== WORK INSTRUCTIONS ==
Recast the lines below as a Markdown table with the columns Row and Line, numbering each row and skipping any blank lines. Leave the pictures out of the table.

Object point labels
......
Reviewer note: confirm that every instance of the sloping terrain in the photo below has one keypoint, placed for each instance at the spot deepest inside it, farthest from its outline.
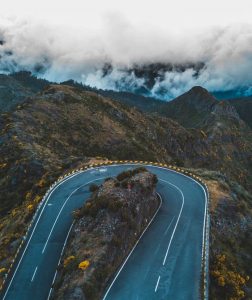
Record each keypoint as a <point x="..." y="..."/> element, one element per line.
<point x="244" y="108"/>
<point x="52" y="131"/>
<point x="63" y="125"/>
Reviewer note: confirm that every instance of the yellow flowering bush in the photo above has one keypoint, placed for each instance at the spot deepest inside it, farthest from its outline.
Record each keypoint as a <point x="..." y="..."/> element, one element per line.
<point x="84" y="265"/>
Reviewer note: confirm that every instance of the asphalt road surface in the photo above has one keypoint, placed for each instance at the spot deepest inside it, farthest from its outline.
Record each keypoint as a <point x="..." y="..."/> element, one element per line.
<point x="165" y="264"/>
......
== SOLUTION TO THIS EXERCISE ==
| Row | Line |
|---|---|
| 1 | Reviewer note: confirm that every instance of the sloping terrain in the photo below has one keypoint, placed for each instance at the spot deepest inside it, farthest from its outline. |
| 2 | Record each keypoint as a <point x="..." y="..."/> element, one element per line. |
| 3 | <point x="244" y="108"/> |
| 4 | <point x="52" y="131"/> |
| 5 | <point x="63" y="125"/> |
| 6 | Reviewer note: confirm that every instance of the yellow flowering bush in the photo above has one keypoint, placed for each instance at the spot deepest inside it, farthest from its outline. |
| 7 | Record each keypoint as a <point x="..." y="..."/> element, one element per line. |
| 8 | <point x="84" y="265"/> |
| 9 | Reviewer note: confirm that every instance of the asphalt road surface in the photo above has one keypoint, placed for each instance at the spot deepest inside it, farthest from its outline. |
| 10 | Record each keypoint as a <point x="..." y="..."/> element, one element per line. |
| 11 | <point x="165" y="264"/> |